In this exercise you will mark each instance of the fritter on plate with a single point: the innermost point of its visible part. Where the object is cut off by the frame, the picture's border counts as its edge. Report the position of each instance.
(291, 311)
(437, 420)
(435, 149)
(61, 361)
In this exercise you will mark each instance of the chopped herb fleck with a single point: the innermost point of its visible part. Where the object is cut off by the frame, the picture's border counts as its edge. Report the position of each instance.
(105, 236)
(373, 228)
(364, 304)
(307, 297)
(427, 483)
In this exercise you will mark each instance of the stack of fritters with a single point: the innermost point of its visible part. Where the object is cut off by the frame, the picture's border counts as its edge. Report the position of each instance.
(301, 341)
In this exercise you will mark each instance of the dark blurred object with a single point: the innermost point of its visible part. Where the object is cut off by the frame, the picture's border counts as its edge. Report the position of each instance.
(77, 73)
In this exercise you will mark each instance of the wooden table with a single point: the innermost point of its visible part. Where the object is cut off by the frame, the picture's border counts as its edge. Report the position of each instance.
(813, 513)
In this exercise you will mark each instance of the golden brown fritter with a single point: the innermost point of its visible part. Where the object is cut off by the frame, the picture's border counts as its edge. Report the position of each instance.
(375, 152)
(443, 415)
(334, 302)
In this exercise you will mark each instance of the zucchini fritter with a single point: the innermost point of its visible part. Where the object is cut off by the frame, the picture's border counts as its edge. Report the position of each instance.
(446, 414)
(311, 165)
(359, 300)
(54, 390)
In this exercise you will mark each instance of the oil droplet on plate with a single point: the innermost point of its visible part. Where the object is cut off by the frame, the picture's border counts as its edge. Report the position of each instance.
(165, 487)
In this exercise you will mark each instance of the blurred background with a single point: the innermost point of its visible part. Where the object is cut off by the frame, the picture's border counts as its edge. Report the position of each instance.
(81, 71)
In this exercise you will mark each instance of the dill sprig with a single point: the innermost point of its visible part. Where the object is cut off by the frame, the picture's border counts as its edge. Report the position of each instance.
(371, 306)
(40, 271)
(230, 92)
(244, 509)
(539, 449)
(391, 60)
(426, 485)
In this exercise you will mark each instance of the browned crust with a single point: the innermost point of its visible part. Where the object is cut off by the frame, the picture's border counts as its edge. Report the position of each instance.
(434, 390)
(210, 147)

> **WHAT IS NEEDED**: Put every line of the material above into a JSON list of strings, one string per line, leaving out blank lines.

> **SOLVED EXERCISE**:
[
  "In this exercise you will mark each instance of the fritter on plate with a single point: the innermost point of its visible part. Where the object is cut off by the frame, the picture's border counts as its edge. Report the position of each instance.",
  "(291, 311)",
  "(437, 420)",
  "(435, 149)",
  "(61, 361)",
  "In this exercise you will mark each instance of the chopped herb fleck with a single point: the innermost point of its visible part. Where the object is cut off by the frame, the picture's border counts as its edge. Report the position of each instance.",
  "(105, 236)",
  "(373, 228)",
  "(364, 304)",
  "(307, 297)",
  "(427, 483)",
  "In this exercise you will mark each instance of the stack of fritters with a single point: the innermost point of its visible part. Where the object is cut off by the frame, the picture's border counts as its edge. Report the position of each instance.",
  "(301, 341)",
  "In this exercise you will mark each instance of the dark blurred object with a single point: the innermost point of its visible part. Where the object is cut off by the frame, the picture's border counts as its edge. Report the position of each instance.",
  "(77, 73)",
  "In this exercise you will mark each instance of the wooden table with a single point: the innermost point of its visible part. Where the object is cut off by the frame, the picture's border counts as its edge. Report the position of each instance.",
  "(813, 513)",
  "In this exercise you will mark each instance of the golden brown fritter with a single point: the innermost point of its visible part. Where the object is cut off by the frame, the picture's border counts as its edge. Report the position of each instance.",
  "(375, 152)",
  "(443, 415)",
  "(334, 302)",
  "In this exercise you will mark each instance of the zucchini fritter with a single point: the innermost point of its visible part. Where the object is cut off by the frame, the picture's border counts as its edge. Report the position of each instance.",
  "(446, 414)",
  "(311, 165)",
  "(359, 300)",
  "(54, 390)",
  "In this exercise you will mark each instance of the oil droplet on plate with a single point: the innermost point of its visible part. Where the object is cut off by the frame, the picture's border counts as its edge. Report the position of each instance.",
  "(165, 487)",
  "In this exercise you will mark each instance of the blurred background with a single point: the innermost point of its visible part. Where the object is cut off by the frame, the picture's border counts as its edge. Report the position of each instance.",
  "(81, 71)",
  "In this exercise you will mark each instance of the dill sprig with a single point: the innermost point of its visible part. Where the object is cut off by the frame, the picture's border counts as its edge. Report the position of each instance.",
  "(371, 306)",
  "(40, 271)",
  "(230, 92)",
  "(244, 509)",
  "(539, 449)",
  "(391, 60)",
  "(426, 485)",
  "In this exercise you will mark each instance of the browned crust with a single point: the innermost point of its visible part. Where the object is cut off by the frame, the picture's border counts as its edge. Report the position of each instance.",
  "(434, 390)",
  "(210, 147)"
]